Everyone knows that texting while driving isn't smart. Now consider this: texting while driving a motorcycle, in heavy traffic. It's not uncommon in Vietnam, where motorcycles are the primary source of transportation. And it's got public health officials worried.

Pham Thi Thuy Linh is 21, a college student and — according to a recent contest sponsored by a mobile phone company — has the fastest fingers in Vietnam.

She says she can text 160 characters in 25 seconds, though she says she is a little slower texting with her eyes closed — or when driving her motorcycle.

"I think I'm about 20 or 30 percent slower texting on my bike. And it's easier to make mistakes because I'm trying to watch the road in front of me," Pham says.

She doesn't much care that texting while driving is both illegal and not too smart. And she isn't alone.

Vietnam may be a one-party state where political dissent isn't tolerated. But forget about traffic laws in this country where 29 million motorcycles, bad roads and a lot of people in a hurry make for a dangerous ride.

A 'National Calamity'

On a recent day, the floor of the emergency room at Hanoi's Viet Duc hospital is littered, literally, with patients. By early evening, there are more than 100 — the vast majority of them victims of traffic accidents.

Dr. Doan Quoc Hung, chief of the emergency room, calls traffic accidents a "national calamity." He says it is a public health emergency that's getting worse every day. And incidents involving people talking or texting while driving are becoming more common, he says.

It's dangerous not just for them, but for the drivers around them, too. Hung says the hospital performed 14 operations on this day, and all but three were the result of traffic accidents.

People know they shouldn't use their phones, Hung says, and they also know they shouldn't drink and drive. But they don't care, he says. New technology and more economic opportunity are great, he says, as long as people use both responsibly.

Most of these accidents simply don't need to happen, Hung says. And caring and paying for the injured and the dead puts a burden on both their families and society, he says. The hospital should be treating people with real illnesses, he says, and not spending so much time dealing with this.

Change Slow To Come

Tran Van Thanh is a senior official in the government's office of traffic safety. He understands the concerns about texting while driving, but says people's bad habits will take time to change.

He says that with limited resources, it's impossible to crack down on everyone for everything. Drunk drivers and reckless drivers are the priority now, he says, adding that the rest will come later.

At Viet Duc hospital, neurosurgeon Nguyen Duc Hiep is worried that later won't be soon enough. His head trauma unit is full of accident victims. And while he knows driving under the influence is still the chief cause of traffic injuries, he worries what will happen next month when local phone companies roll out cheaper packages for 3G phones. He predicts that those packages will lead to more people surfing the Web while on their motorcycles.

It's crazy, Nguyen says, the way people want to be on their phones, talking and texting all the time.

Meanwhile, the texting contest winner, Pham, says she can't wait to get one of the new iPhone packages.

She says it will enable her to text even faster than she does now, from everywhere — including her bike.

▸ Stored items from a collection:
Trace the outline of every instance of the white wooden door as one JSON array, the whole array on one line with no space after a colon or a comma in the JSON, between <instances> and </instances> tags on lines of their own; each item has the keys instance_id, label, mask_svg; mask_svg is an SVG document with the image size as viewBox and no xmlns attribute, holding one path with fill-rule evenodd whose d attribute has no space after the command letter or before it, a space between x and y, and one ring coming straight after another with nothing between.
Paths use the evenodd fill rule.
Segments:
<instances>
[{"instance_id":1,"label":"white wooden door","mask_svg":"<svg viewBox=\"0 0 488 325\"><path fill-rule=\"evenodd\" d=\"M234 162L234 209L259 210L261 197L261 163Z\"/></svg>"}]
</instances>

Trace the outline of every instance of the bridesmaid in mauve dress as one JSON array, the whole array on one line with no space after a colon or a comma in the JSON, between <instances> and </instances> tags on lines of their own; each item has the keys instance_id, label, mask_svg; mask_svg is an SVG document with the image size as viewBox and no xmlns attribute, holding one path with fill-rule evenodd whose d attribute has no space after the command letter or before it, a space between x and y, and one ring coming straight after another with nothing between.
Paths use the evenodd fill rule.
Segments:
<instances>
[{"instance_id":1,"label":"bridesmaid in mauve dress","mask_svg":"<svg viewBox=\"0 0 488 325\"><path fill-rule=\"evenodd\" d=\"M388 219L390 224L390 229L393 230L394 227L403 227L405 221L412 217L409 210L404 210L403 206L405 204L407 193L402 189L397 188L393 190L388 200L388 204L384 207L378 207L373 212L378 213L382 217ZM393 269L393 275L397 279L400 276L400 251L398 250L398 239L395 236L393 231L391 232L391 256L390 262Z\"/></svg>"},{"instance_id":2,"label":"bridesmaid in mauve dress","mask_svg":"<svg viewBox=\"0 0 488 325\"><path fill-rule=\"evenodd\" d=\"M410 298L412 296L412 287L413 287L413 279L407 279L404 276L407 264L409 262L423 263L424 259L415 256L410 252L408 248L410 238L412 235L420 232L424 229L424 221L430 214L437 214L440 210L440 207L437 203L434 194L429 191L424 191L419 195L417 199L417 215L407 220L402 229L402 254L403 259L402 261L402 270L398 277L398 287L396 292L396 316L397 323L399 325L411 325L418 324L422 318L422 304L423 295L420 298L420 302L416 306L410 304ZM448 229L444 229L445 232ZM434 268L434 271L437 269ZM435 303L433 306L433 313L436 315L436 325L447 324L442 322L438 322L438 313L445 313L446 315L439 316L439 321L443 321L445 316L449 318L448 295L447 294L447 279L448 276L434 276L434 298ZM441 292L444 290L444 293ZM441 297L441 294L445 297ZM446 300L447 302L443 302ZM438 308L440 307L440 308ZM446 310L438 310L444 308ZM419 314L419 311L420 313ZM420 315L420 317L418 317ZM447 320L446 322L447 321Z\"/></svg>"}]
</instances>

▸ WHAT THIS EXERCISE ASKS:
1: Using the passage on texting while driving in Vietnam, answer these questions:
(a) How many characters does Pham Thi Thuy Linh say she can text in 25 seconds?
(b) How many operations did Viet Duc hospital perform on the day Hung describes?
(c) Which drivers does Tran Van Thanh call the priority now?
2: Can you sum up the passage on texting while driving in Vietnam in two sentences?
3: Repeat everything from "Dr. Doan Quoc" down to "result of traffic accidents." in the passage on texting while driving in Vietnam.

▸ SOLUTIONS TO EACH TASK:
1:
(a) 160 characters.
(b) 14 operations.
(c) Drunk drivers and reckless drivers.

2: In Vietnam, where motorcycles are the primary source of transportation, texting while driving is not uncommon, and the winner of a texting contest says she texts on her bike even though it is illegal. Doctors at Hanoi's Viet Duc hospital call traffic accidents a worsening public health emergency and fear cheaper 3G packages will lead more people to surf the Web while riding, while a traffic safety official says drunk and reckless drivers are the priority for now.

3:
Dr. Doan Quoc Hung, chief of the emergency room, calls traffic accidents a "national calamity." He says it is a public health emergency that's getting worse every day. And incidents involving people talking or texting while driving are becoming more common, he says.

It's dangerous not just for them, but for the drivers around them, too. Hung says the hospital performed 14 operations on this day, and all but three were the result of traffic accidents.